▸ REQUIRED ACTION: Restate the whole listing exactly.

▸ SOURCE DATA:
Segment Open

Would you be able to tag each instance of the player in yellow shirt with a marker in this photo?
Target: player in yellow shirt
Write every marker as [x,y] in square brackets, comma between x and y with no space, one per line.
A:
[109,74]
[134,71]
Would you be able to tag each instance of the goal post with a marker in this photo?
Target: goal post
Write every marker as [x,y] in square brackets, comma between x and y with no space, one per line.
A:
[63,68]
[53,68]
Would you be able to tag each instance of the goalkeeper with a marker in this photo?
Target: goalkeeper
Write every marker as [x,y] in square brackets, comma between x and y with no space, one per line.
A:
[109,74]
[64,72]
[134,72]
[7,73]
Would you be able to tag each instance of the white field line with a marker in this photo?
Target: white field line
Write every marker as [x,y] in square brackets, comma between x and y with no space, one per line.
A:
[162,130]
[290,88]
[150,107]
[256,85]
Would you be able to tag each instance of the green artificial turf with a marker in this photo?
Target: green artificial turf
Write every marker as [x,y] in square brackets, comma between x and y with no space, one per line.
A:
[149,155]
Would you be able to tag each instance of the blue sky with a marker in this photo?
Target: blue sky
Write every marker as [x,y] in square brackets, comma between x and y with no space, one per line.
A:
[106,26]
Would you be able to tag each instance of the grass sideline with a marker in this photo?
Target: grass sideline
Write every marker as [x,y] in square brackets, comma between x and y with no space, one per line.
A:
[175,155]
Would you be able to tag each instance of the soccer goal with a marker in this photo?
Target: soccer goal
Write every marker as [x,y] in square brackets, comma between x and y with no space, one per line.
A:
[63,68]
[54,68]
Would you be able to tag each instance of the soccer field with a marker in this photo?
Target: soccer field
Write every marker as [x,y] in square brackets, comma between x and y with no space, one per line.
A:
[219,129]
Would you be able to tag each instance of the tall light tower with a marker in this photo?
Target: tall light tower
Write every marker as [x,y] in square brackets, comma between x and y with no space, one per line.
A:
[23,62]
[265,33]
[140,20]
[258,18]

Segment Closed

▸ TASK OUTPUT:
Would you be able to tag each instance of the player in yellow shirt with a marker in this photo?
Target: player in yellow shirt
Write every marker as [x,y] in square brackets, comma between x and y with no space, one per line.
A:
[109,74]
[134,71]
Would you be able to tag each instance of the goal post with a marker in this photo?
Target: goal post
Write every marker as [x,y] in square brackets, comma between x and y with no space, one per line.
A:
[63,68]
[53,68]
Would you be able to tag each instance of the goalkeeper with a marker in this photo?
Target: goalkeeper
Write every marker as [x,y] in square brackets, comma between x and y with no space, one per line.
A:
[109,74]
[64,72]
[134,72]
[7,73]
Would you be able to tag each instance of the white field line with a marker in this photo?
Target: white field line
Write every marker as [x,y] in square brackets, comma between x and y with no space, one per line.
A:
[162,130]
[290,88]
[150,107]
[256,85]
Would you be able to tag each instance of the green artificial turf with a marker in this photo?
Target: green artificial turf
Write every marker as [x,y] in square brackets, comma between x and y with no space, one per line.
A:
[149,155]
Would you be able to tag each instance of the blue sky with a marker in this photo?
Target: blue sky
Write every marker as [x,y] in square brackets, comma between x and y with no space, one per line.
A:
[106,26]
Would you be able to tag each instance of the grass sideline with a marker in this photo?
Target: grass sideline
Write every marker as [x,y] in square brackets, comma between x and y with no space, one per line.
A:
[175,155]
Would you be able to tag each instance of the soccer goal with a marker in this photo?
Target: soccer goal
Write every marker as [x,y] in square brackets, comma between x and y with no space, one per line.
A:
[63,68]
[54,68]
Would you be able to tag each instance of the soccer field with a marker in this photo?
Target: soccer field
Write every marker as [x,y] in square brackets, comma between x and y with no space, one per line.
A:
[219,129]
Would you be able to tag each instance of the tall light tower with a marker in this photo?
Target: tall light tower
Write every marker as [x,y] in square brackets, comma between x and y with no space, one per line.
A:
[23,62]
[265,33]
[140,20]
[258,18]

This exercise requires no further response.